**Task 1:** In the excerpt on eating disorders among student-athletes, who is named as the school's athletic trainer?
**Task 2:** Reproduce the excerpt on eating disorders among student-athletes word for word, starting at "For extra assistance" and stopping after "access to food.".
**Task 3:** Carry on writing the excerpt on eating disorders among student-athletes, picking up after its final sentence.

For extra assistance on the medical side of things, schools have athletic trainers that work with student-athletes to ensure they remain healthy and safe. Noah DeLisle, the athletic trainer here, has had some experience and training related to eating disorders.

“You’re looking for the constant signs of malnourishment,” he explained. “A lot of times you’ll see that with athletes that are conscious about their weight, so typically distance runners, wrestlers, gymnasts, all that kind of stuff.”

DeLisle pointed out another contributor to that malnourishment—a lack of access to food.

“With some of our lower socioeconomic status kids, you can run into what is not necessarily an eating disorder, just that they don’t have enough food,” DeLisle remarked.  “We gotta be really careful not to call everything an eating disorder right away, because it might not be that, but it could be something similar. It’s not because they don’t want to eat, it’s because they can’t.”

In cases where there is an eating disorder, trainers only have so much they can do because of their capacity and how difficult it is to treat.

“If we start to notice signs or symptoms of that kind of thing, we just refer to doctors because the process of getting that treated is so complicated. There’s the physiological part, but there’s also the mental part. It takes a lot to combat that, it’s very emotional for a lot of these athletes,” DeLisle said.

Part of the problem is that often, these disorders go unrecognized because of how normalized they are. People tend to, without realizing it, support disordered eating by labeling it as “healthy” and “beneficial.”

“It’s so tough to identify with having an eating disorder, partly because in diet culture, disordered eating behaviors are normalized and sometimes praised,” Manor pointed out. “Athletes that are restricting their food, trying to eat ‘clean,’ the average person will be like, ‘That athlete has so much discipline.’ So of course that athlete’s not gonna think that they have a problem or that they have an eating disorder, because those eating disorder behaviors have been praised.”

Osterpauer agreed. Not only was it hard to accept that he had an eating disorder, but recognizing it as a problem was even more difficult.

“I was very much in a state of denial, I didn’t think anything was wrong. When people started noticing, it was almost validating to my disorder. It was almost like, ‘Oh, I’m actually doing something. Something is working.’”

Manor doesn’t necessarily fault coaches for this. She affirmed that coaches have also grown up with diet culture, but still have a responsibility to support their athletes’ health and wellbeing.

**Given data:**
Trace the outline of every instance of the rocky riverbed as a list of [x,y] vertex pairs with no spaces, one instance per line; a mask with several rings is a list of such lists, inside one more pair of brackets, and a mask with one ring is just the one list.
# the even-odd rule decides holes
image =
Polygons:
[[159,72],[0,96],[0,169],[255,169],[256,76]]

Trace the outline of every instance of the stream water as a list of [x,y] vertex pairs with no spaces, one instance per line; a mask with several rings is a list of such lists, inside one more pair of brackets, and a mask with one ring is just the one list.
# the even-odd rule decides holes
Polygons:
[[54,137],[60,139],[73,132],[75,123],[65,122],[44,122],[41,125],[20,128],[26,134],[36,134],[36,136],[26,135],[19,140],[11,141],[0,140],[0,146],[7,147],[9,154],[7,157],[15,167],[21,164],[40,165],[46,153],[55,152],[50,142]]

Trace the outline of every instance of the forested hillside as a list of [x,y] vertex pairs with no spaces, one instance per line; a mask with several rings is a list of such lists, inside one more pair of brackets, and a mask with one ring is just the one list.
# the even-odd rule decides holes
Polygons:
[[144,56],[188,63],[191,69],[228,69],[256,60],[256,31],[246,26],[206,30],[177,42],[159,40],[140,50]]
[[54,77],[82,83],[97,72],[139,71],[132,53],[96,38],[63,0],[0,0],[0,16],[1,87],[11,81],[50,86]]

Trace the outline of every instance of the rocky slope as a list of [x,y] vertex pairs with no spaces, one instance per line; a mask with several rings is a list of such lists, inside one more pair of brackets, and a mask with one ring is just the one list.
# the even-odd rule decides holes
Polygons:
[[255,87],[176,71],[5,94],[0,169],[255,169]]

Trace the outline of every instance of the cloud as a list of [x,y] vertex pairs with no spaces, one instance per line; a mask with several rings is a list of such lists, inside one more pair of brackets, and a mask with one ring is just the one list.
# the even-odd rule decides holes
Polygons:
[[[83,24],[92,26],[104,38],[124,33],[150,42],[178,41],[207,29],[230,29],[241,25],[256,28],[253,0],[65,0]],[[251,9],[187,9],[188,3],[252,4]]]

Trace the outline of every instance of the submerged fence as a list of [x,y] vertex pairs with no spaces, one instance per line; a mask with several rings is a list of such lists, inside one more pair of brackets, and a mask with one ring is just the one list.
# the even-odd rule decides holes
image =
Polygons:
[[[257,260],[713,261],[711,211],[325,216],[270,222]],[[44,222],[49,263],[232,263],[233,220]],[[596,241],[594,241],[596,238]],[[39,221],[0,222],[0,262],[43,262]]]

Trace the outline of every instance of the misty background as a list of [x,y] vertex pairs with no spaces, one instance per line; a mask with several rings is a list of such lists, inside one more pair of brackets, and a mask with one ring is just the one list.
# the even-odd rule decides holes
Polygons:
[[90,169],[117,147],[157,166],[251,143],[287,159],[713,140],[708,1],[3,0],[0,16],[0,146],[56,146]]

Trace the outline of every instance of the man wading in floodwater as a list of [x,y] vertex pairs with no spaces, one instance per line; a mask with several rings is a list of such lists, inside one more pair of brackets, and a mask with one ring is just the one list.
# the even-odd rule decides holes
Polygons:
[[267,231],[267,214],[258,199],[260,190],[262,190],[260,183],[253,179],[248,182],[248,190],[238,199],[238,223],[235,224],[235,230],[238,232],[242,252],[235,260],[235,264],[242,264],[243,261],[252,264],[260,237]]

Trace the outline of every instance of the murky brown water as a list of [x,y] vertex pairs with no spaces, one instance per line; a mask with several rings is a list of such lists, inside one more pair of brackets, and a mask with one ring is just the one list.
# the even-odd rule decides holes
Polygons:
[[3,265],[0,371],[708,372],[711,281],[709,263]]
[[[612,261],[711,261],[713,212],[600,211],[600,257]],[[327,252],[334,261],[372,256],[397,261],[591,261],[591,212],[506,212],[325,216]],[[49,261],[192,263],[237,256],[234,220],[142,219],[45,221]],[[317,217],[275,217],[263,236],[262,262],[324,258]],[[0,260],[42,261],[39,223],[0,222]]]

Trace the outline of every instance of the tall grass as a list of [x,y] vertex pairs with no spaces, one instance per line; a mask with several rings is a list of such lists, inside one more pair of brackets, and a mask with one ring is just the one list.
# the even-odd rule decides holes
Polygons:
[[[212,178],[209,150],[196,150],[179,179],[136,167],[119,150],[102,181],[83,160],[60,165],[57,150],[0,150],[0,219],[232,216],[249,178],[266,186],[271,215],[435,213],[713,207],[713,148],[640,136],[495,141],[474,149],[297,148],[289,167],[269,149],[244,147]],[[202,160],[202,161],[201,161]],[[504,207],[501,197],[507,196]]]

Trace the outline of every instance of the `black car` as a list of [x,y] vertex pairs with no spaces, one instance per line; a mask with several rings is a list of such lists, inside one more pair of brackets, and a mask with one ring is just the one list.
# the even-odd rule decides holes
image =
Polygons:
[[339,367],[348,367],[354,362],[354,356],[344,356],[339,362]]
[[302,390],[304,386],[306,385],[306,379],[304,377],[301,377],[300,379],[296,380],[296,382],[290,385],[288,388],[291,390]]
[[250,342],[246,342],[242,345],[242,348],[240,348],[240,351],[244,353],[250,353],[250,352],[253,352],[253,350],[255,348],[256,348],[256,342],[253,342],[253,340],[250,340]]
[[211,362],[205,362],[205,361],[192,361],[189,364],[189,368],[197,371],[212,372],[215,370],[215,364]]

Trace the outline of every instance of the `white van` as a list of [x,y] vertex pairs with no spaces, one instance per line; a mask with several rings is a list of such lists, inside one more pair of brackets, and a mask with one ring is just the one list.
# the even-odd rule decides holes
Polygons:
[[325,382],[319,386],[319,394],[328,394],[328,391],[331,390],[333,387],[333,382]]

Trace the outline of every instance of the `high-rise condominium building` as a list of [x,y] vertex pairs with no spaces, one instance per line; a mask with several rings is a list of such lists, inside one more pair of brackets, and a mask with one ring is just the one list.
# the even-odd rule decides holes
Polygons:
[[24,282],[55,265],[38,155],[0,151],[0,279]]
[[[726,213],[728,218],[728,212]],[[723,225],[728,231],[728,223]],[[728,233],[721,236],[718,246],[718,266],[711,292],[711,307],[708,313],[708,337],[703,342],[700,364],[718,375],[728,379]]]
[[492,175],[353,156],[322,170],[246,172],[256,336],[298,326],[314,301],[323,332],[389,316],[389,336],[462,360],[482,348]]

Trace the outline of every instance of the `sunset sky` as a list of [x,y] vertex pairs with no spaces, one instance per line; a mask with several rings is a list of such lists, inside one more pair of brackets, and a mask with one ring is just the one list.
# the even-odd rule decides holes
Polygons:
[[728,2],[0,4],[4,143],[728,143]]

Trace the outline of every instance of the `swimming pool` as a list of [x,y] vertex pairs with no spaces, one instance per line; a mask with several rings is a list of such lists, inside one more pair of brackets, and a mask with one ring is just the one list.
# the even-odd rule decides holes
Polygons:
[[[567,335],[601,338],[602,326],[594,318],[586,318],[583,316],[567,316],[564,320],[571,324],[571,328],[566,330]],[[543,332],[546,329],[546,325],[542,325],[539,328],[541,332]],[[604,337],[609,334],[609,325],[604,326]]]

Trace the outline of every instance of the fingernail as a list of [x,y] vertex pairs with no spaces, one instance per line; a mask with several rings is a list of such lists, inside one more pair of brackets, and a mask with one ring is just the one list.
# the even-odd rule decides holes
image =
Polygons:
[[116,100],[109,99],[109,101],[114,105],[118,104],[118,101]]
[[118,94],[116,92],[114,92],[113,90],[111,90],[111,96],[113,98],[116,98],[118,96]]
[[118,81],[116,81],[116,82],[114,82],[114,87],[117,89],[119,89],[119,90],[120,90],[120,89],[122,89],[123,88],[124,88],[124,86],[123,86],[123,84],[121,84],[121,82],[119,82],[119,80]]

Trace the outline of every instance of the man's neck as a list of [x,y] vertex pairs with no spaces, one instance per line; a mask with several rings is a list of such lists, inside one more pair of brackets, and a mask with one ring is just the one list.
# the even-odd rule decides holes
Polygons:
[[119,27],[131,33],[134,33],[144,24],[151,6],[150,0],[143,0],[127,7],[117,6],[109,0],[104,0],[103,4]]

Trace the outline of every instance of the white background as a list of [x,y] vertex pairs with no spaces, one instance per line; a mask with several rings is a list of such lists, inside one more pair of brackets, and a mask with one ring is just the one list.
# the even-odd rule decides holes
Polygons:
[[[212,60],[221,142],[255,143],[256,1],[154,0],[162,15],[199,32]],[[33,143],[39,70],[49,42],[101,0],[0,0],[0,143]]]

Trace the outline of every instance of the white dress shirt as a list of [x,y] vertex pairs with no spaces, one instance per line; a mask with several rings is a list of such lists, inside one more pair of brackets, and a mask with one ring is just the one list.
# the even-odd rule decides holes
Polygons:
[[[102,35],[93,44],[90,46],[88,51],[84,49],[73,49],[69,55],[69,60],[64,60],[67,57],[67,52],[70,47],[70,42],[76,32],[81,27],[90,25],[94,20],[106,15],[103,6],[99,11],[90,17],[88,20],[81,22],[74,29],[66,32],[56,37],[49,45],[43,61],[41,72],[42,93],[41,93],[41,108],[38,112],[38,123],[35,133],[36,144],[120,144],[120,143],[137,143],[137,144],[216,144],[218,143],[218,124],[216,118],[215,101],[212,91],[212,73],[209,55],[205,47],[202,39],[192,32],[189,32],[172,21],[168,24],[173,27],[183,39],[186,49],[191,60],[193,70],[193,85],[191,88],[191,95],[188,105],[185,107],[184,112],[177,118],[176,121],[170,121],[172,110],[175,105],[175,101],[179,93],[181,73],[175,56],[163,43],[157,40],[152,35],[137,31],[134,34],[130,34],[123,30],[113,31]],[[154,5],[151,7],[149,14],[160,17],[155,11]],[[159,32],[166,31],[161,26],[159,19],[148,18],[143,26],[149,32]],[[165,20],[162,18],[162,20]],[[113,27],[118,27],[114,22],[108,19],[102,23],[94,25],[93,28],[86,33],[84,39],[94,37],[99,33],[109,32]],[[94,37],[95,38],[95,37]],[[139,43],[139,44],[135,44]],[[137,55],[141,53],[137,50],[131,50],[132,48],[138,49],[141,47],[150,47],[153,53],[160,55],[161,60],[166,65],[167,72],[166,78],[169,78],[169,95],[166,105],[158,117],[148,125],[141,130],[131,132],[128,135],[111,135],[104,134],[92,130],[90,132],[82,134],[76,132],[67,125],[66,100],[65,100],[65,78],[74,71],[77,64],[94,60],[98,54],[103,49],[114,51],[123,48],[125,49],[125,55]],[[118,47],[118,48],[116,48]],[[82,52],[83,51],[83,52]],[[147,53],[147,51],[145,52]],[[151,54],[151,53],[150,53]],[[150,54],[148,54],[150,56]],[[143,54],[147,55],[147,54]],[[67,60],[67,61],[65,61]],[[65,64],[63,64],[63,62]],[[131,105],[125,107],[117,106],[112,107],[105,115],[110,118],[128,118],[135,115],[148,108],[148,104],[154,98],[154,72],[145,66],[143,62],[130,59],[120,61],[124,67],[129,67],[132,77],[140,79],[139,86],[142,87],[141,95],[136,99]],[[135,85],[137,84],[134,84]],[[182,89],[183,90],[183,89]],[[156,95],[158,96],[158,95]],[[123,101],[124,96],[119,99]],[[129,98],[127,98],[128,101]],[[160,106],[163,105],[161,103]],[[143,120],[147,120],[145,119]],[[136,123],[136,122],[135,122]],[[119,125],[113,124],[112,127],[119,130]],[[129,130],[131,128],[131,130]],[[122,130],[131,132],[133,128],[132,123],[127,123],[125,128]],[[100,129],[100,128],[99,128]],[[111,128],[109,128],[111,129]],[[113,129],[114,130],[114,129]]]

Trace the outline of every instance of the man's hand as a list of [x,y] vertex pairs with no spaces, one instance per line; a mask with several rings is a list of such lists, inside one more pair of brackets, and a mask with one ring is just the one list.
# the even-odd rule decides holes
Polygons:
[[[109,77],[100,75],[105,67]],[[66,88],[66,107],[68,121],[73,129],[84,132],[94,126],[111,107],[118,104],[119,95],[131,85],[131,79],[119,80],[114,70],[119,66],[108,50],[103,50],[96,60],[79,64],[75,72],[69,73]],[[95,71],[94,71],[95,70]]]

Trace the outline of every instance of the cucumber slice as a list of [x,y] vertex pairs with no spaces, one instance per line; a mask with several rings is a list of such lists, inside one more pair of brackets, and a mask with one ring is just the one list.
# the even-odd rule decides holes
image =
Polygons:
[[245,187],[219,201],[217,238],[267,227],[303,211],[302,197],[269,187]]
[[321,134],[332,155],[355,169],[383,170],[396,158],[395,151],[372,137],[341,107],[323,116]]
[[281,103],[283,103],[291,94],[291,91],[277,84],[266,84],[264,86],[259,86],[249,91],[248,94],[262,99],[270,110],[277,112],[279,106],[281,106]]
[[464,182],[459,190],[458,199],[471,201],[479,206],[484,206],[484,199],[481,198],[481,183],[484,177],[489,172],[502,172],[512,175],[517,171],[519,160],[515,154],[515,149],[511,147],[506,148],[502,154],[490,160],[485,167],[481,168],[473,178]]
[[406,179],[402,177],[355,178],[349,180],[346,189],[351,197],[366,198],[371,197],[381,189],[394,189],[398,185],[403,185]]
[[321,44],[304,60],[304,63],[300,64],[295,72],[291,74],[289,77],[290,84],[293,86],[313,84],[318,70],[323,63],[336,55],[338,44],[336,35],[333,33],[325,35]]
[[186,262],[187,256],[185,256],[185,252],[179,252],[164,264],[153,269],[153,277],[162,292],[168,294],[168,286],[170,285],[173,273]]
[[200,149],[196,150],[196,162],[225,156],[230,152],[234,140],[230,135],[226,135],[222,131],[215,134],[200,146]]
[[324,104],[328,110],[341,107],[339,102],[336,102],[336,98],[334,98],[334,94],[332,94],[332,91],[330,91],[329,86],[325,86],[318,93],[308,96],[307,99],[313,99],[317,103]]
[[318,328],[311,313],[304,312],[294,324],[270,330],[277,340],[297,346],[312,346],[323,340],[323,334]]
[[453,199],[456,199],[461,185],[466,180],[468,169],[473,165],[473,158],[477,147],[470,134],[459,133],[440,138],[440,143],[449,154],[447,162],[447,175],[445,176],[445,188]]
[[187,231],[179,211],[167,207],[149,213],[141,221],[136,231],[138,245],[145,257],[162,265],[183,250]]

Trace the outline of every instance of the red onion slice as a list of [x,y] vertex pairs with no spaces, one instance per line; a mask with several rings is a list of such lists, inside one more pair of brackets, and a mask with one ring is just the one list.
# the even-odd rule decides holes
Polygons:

**Written response 1:** Noah DeLisle

**Written response 2:**
For extra assistance on the medical side of things, schools have athletic trainers that work with student-athletes to ensure they remain healthy and safe. Noah DeLisle, the athletic trainer here, has had some experience and training related to eating disorders.

“You’re looking for the constant signs of malnourishment,” he explained. “A lot of times you’ll see that with athletes that are conscious about their weight, so typically distance runners, wrestlers, gymnasts, all that kind of stuff.”

DeLisle pointed out another contributor to that malnourishment—a lack of access to food.

**Written response 3:**
“I think the education for coaches, administrators, they need to know not to be praising eating disorder behaviors, weight loss, and restriction. When that happens, athletes aren’t getting help for their eating disorder,” Manor said.

Those working with athletes should refrain from commenting on bodies, praising weight loss, and also do their own research and open up conversations with athletes about disordered eating.

Athletes could use more help in navigating their nutrition and disordered eating, according to Manor and DeLisle. It can be difficult to struggle with something as overwhelming as disordered eating alone, and many people don’t have the knowledge or tools necessary to recover alone.

We tend to be reactionary, not proactive.

— Noah DeLisle, Athletic Trainer

“I did try really hard to stop, but it’s just like, I don’t know how to control it. It’s really hard,” Leo admitted. 

Manor believed there are solutions, they just require more funding and attention than currently exists.

“I would love, for starters, for high school athletes to have access to a sports dietician who’s eating disorder informed,” Manor said.

DeLisle acknowledged that disordered eating is a complex problem to solve—there may not be one simple solution. One change he would like to see is more focus on preventative care to keep athletes from ever reaching the point of a diagnosed eating disorder.

“We tend to be reactionary, not proactive,” he explained.

If you are struggling with disordered eating, there are resources available for you. The student health center provides confidential and free therapy.

For coaches and trainers, nationaleatingdisorders.org has free training for how to support athletes who may be affected by eating disorders.